+++ Task material +++

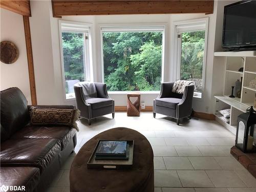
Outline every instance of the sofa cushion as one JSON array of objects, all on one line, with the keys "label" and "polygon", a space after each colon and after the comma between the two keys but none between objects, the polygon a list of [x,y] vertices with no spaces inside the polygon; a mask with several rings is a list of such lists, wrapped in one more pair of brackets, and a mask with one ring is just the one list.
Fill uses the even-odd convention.
[{"label": "sofa cushion", "polygon": [[92,109],[97,109],[113,104],[113,100],[103,98],[91,98],[86,100],[86,102],[92,106]]},{"label": "sofa cushion", "polygon": [[181,99],[177,98],[160,98],[156,99],[156,105],[176,109],[176,106],[181,101]]},{"label": "sofa cushion", "polygon": [[58,156],[61,147],[56,139],[8,139],[1,143],[1,166],[36,166],[41,172]]},{"label": "sofa cushion", "polygon": [[1,91],[0,99],[2,142],[29,122],[29,113],[28,101],[17,88]]},{"label": "sofa cushion", "polygon": [[60,140],[61,150],[75,135],[76,131],[69,126],[26,126],[11,137],[17,139],[58,139]]},{"label": "sofa cushion", "polygon": [[[24,186],[26,191],[32,192],[39,179],[39,169],[36,167],[2,167],[0,169],[0,186]],[[15,189],[9,188],[8,191],[15,191]]]}]

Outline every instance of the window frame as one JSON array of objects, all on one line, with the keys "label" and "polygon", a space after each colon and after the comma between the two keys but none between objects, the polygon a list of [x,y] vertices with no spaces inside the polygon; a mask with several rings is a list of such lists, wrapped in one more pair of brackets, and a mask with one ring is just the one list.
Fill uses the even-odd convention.
[{"label": "window frame", "polygon": [[[151,24],[102,24],[99,26],[100,31],[100,48],[101,51],[101,80],[104,80],[104,58],[103,51],[103,33],[104,32],[162,32],[162,65],[161,68],[161,81],[162,83],[164,81],[164,68],[166,54],[165,52],[165,44],[166,41],[165,35],[166,28],[167,25],[166,23],[151,23]],[[122,94],[129,93],[141,93],[142,94],[158,94],[159,91],[109,91],[109,94]]]},{"label": "window frame", "polygon": [[[75,96],[71,98],[67,98],[66,93],[66,79],[65,71],[64,67],[64,57],[63,55],[63,47],[62,33],[63,32],[84,33],[87,34],[87,38],[84,36],[84,57],[83,59],[84,77],[85,81],[90,81],[91,79],[91,61],[92,61],[92,38],[91,33],[91,28],[92,24],[70,22],[63,20],[59,20],[59,46],[60,51],[60,59],[61,63],[62,82],[63,89],[63,95],[64,100],[70,101],[75,100]],[[85,73],[84,73],[85,71]]]},{"label": "window frame", "polygon": [[[180,67],[181,67],[181,38],[178,38],[178,35],[186,32],[197,31],[200,30],[205,30],[204,36],[204,58],[203,63],[203,69],[202,71],[202,95],[201,97],[194,96],[194,99],[201,100],[203,99],[205,95],[205,73],[206,68],[207,40],[208,40],[208,29],[209,24],[209,17],[204,17],[198,19],[183,20],[180,22],[174,22],[174,33],[173,38],[174,39],[174,69],[176,73],[174,73],[175,75],[175,79],[179,79],[180,78]],[[176,65],[175,66],[175,63]]]}]

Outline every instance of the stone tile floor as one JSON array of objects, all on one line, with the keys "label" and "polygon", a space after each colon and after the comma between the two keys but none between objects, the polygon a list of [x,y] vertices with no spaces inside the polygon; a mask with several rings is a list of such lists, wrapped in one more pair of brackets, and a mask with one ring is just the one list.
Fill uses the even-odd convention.
[{"label": "stone tile floor", "polygon": [[[78,122],[77,144],[47,192],[69,191],[69,169],[81,147],[95,135],[119,126],[143,134],[154,153],[155,192],[256,192],[256,179],[230,154],[235,137],[215,121],[170,118],[152,113],[116,113]],[[121,192],[121,191],[120,191]]]}]

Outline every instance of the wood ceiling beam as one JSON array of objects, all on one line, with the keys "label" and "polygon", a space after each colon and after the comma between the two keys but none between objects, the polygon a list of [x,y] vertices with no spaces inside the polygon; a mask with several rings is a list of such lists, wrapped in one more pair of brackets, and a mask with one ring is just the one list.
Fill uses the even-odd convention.
[{"label": "wood ceiling beam", "polygon": [[0,7],[23,16],[31,16],[29,0],[1,0]]},{"label": "wood ceiling beam", "polygon": [[35,72],[34,70],[34,61],[33,60],[31,35],[30,34],[30,25],[29,24],[29,17],[28,16],[23,16],[23,23],[25,33],[26,48],[27,49],[27,58],[28,59],[31,102],[32,105],[35,105],[37,104],[37,101],[35,89]]},{"label": "wood ceiling beam", "polygon": [[55,17],[68,15],[212,13],[214,1],[52,0]]}]

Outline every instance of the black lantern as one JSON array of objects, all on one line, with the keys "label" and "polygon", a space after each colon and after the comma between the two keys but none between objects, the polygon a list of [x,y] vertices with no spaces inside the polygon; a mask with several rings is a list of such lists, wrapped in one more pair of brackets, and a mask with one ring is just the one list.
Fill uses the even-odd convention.
[{"label": "black lantern", "polygon": [[256,134],[254,135],[256,129],[255,112],[251,106],[246,110],[246,113],[238,117],[236,146],[244,153],[256,151]]}]

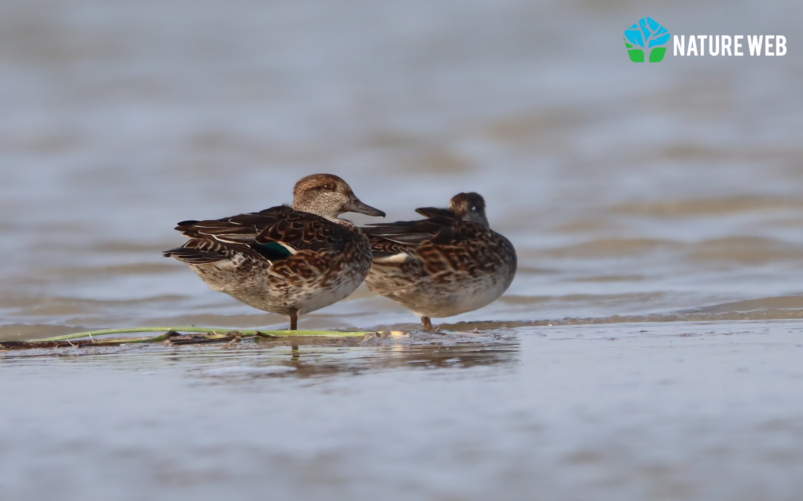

+++

(Do this): List every line of the listing above that contains the word "ceiling".

(Response):
Outline every instance of the wood ceiling beam as one JSON array of objects, all on one line, with the keys "label" and "polygon", a space after each colon and after the comma between the two keys but none between objects, the polygon a list of [x,y] vertices with no spaces inside the polygon; a mask with several rings is a list of such lists, wrapped in one more pair of brackets, and a mask with one ring is just the one list.
[{"label": "wood ceiling beam", "polygon": [[0,7],[23,16],[31,16],[29,0],[1,0]]},{"label": "wood ceiling beam", "polygon": [[35,72],[34,70],[34,61],[33,60],[31,35],[30,34],[30,25],[29,24],[29,17],[28,16],[23,16],[23,23],[25,33],[26,48],[27,49],[27,58],[28,59],[31,102],[32,105],[35,105],[37,104],[37,101],[35,89]]},{"label": "wood ceiling beam", "polygon": [[55,17],[68,15],[212,13],[214,1],[52,0]]}]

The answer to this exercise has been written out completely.